* [Source text]
Domesticity, promiscuity, prostitution are the key words of the Visconti universe. It’s not so much that he has made films about love, more that he has filmed every desire as sexual (in its essence) and as economic transaction (in its form). Remember Romy Schneider, the wife who sells herself to her husband in Il Lavoro, an admirable, though short, film. Visconti is less a witness to class struggle than an entomologist with an unimpeded view of promiscuity between classes. And yet, if we forget for a moment the painful clichés about the contradiction of the engagé aesthete or the queer Marxist prince, if we wonder what a Visconti film “is like” (as old Sam would say), we come up against one of the most hermetic styles in the history of the cinema. With the effect of a stationary monument, with the tedium of guided tours, with the feeling of not counting for much in this spectacle which unseeingly tolerates us. 

For there are directors who demonstrate and directors who show. They are seldom the same. Visconti has long had a weakness for demonstration (in The Damned for instance). Not for showing. Which is what, I dare say, makes him a monster. For when all’s said and done, the cinema is “giving to have”. Except that the manner of giving is sometimes more important than what is given. When the Visconti camera frames, de-frames and re-frames, zooms, de-zooms and re-zooms, when it crosses the space of the scene like a thick pencil line (you can almost see the arrow, like in a Veličković painting), hacking through the extras who trample across the shot in full harness, it is not the eye of the master who sees for us, or we who see thanks to him; it is not even the gaze that moves back to judge (there is never any judgement with Visconti, only condemnation, silently and without appeal); it isn’t a matter of vision, it’s a hand. Yes, a hand. The hand of the painter who already has the whole painting in his head and is (furiously) touching up a detail or (hastily) layering a coat of extra colour across a slow-moving scene. The hand of the master of the house who takes advantage of the guided tour to dust his collectors’ items in passing, as if he were discovering them along with us, as if he didn’t know, as if he knew no longer. Always courtesy, always the hand. It is to the painter’s hand that we owe Senso (but then Visconti was, as they say, more engagé with History). It is to the proprietor’s hand that we owe this disarrayed Ludwig. For that’s the oddest thing; Visconti isn’t the inventor of his world (its auteur) more its proprietor. He doesn’t express this world (that would be in distinctly petit-bourgeois bad taste), he takes us round it (that’s the minimum courtesy). He lets us see it, he doesn’t show it.

* [Extracted material]
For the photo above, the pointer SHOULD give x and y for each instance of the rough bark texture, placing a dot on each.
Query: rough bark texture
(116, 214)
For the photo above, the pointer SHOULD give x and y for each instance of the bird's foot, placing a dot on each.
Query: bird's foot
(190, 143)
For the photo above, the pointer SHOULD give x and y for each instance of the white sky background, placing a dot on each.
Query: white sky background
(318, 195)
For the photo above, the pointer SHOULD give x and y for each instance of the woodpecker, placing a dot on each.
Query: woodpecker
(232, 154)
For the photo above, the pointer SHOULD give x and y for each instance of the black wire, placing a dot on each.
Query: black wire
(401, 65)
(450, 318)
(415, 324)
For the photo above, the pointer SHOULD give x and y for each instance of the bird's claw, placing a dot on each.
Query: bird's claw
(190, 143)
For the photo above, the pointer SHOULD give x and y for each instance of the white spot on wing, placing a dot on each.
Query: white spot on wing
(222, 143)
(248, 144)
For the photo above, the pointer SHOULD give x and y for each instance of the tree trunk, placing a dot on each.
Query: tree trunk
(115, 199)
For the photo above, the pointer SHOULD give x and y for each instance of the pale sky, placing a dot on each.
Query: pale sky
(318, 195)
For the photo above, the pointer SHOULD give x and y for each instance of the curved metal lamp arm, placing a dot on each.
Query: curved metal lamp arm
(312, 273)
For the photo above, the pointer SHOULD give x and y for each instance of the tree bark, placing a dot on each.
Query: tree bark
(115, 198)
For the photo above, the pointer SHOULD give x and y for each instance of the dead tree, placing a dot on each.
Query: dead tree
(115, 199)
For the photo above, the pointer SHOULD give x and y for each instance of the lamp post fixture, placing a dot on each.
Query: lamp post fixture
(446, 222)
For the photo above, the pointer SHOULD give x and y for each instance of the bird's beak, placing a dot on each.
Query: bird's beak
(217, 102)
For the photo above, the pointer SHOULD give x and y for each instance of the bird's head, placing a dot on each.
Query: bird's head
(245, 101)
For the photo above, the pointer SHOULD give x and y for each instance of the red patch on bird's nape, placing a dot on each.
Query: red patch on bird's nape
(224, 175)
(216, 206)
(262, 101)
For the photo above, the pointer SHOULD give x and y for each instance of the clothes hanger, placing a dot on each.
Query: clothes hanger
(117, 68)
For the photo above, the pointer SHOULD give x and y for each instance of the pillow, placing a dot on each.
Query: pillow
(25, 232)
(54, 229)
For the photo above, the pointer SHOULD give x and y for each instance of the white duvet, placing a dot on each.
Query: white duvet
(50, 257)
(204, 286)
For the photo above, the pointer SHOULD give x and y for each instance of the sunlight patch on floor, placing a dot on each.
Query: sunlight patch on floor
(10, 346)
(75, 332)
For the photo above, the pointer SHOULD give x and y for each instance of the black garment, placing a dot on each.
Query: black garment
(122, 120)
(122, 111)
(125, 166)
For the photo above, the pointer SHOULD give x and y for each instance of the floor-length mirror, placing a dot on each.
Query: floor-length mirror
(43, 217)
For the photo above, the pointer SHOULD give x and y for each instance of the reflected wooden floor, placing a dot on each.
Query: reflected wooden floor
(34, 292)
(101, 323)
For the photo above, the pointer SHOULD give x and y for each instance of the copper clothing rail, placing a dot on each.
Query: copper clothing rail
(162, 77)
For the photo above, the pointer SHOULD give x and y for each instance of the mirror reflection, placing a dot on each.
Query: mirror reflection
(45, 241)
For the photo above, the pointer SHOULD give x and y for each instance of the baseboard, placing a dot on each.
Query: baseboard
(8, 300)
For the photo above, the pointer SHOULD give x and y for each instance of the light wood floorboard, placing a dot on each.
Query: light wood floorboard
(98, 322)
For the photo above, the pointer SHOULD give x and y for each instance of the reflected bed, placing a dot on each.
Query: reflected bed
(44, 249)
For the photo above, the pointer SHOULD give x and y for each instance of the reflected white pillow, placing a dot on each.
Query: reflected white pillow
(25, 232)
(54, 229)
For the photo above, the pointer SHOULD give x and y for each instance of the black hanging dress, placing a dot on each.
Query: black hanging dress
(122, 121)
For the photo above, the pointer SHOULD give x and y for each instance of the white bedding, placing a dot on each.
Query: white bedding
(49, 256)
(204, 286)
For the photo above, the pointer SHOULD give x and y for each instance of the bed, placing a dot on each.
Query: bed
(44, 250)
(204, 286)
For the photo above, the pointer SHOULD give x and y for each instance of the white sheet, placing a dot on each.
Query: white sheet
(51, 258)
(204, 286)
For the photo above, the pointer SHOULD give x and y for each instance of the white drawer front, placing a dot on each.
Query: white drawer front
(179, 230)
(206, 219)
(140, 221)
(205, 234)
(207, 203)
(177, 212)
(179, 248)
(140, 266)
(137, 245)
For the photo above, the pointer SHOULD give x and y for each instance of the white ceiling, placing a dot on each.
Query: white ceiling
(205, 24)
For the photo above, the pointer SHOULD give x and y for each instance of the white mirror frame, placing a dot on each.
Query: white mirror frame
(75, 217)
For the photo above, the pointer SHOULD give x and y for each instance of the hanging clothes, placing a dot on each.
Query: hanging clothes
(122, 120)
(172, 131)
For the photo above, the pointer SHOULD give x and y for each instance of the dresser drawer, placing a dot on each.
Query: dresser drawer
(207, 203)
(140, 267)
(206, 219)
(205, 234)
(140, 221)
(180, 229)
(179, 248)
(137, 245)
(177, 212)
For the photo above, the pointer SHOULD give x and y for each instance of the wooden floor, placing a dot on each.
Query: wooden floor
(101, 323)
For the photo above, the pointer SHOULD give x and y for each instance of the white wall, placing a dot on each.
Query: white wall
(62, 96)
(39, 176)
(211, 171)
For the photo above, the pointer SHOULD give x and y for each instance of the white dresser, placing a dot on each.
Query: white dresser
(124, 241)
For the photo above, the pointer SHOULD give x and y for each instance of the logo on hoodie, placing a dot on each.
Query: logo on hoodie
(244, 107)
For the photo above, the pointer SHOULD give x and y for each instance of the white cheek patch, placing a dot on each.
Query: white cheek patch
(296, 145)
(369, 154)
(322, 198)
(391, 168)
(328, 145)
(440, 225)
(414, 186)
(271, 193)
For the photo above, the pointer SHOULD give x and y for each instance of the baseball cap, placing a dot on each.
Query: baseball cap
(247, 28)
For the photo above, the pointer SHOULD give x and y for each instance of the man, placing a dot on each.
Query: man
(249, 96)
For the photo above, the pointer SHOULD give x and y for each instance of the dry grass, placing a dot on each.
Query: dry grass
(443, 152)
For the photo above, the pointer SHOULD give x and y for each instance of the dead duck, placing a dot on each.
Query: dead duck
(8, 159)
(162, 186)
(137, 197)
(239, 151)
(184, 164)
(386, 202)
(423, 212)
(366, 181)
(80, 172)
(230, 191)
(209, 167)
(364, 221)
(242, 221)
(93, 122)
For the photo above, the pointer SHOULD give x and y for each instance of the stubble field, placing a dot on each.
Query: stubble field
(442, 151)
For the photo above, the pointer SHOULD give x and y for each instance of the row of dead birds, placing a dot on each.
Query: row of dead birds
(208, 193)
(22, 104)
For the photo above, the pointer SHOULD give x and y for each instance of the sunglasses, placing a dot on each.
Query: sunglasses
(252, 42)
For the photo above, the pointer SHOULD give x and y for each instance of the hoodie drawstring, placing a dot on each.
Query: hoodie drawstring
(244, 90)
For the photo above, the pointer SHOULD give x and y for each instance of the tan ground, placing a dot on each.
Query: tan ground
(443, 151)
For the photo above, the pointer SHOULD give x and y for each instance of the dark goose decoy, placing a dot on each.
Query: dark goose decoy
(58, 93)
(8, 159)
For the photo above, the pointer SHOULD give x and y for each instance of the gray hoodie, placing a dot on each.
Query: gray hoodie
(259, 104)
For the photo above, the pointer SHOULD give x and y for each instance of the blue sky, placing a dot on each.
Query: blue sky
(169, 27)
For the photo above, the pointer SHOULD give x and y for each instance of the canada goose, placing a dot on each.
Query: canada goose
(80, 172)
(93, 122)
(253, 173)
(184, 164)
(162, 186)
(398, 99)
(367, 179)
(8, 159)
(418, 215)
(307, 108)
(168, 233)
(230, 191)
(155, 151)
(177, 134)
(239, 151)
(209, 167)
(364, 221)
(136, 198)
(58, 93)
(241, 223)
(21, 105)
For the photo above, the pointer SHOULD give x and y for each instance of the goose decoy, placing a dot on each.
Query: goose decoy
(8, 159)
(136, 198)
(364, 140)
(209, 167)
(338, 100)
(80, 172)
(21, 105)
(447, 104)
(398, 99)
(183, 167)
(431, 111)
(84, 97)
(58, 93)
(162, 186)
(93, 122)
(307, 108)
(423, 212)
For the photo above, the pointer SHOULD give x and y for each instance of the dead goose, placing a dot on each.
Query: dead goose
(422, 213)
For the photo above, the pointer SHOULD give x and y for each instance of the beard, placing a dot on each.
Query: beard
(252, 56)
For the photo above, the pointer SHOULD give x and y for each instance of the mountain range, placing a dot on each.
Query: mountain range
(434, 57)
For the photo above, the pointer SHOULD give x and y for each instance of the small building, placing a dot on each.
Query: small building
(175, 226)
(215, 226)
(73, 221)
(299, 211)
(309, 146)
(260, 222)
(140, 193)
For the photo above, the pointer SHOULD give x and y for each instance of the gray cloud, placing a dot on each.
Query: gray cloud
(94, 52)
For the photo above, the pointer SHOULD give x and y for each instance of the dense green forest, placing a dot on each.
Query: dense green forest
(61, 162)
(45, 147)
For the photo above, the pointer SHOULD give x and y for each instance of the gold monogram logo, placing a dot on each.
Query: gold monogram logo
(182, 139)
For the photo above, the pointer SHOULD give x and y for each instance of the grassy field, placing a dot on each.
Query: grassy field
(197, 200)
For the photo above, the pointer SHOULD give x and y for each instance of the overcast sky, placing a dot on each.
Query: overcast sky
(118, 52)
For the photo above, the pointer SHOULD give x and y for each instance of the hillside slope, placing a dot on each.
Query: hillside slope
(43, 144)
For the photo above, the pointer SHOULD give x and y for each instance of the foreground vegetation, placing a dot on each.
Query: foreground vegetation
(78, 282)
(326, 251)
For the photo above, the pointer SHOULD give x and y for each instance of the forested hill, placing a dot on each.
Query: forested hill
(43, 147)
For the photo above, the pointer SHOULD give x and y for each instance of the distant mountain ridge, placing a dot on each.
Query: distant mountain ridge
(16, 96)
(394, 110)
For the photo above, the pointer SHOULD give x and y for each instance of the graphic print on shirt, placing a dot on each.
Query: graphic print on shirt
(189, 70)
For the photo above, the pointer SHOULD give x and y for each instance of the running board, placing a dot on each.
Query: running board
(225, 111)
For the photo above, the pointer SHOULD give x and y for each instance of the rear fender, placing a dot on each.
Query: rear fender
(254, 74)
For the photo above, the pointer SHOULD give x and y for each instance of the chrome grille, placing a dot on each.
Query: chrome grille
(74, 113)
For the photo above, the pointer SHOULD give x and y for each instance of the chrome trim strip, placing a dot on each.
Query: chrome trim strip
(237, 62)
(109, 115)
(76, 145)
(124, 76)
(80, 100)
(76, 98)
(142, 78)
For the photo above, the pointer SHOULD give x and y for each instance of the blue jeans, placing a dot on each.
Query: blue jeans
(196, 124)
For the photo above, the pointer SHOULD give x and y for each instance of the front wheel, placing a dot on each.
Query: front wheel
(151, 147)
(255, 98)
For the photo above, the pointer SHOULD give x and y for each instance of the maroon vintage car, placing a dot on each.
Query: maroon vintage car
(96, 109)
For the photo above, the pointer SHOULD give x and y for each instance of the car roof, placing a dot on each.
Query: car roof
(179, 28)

* [Exercise description] List every film title that the Visconti essay mentions. The lines have nothing to do with the Visconti essay.

* [Task solution] Il Lavoro, The Damned, Senso, Ludwig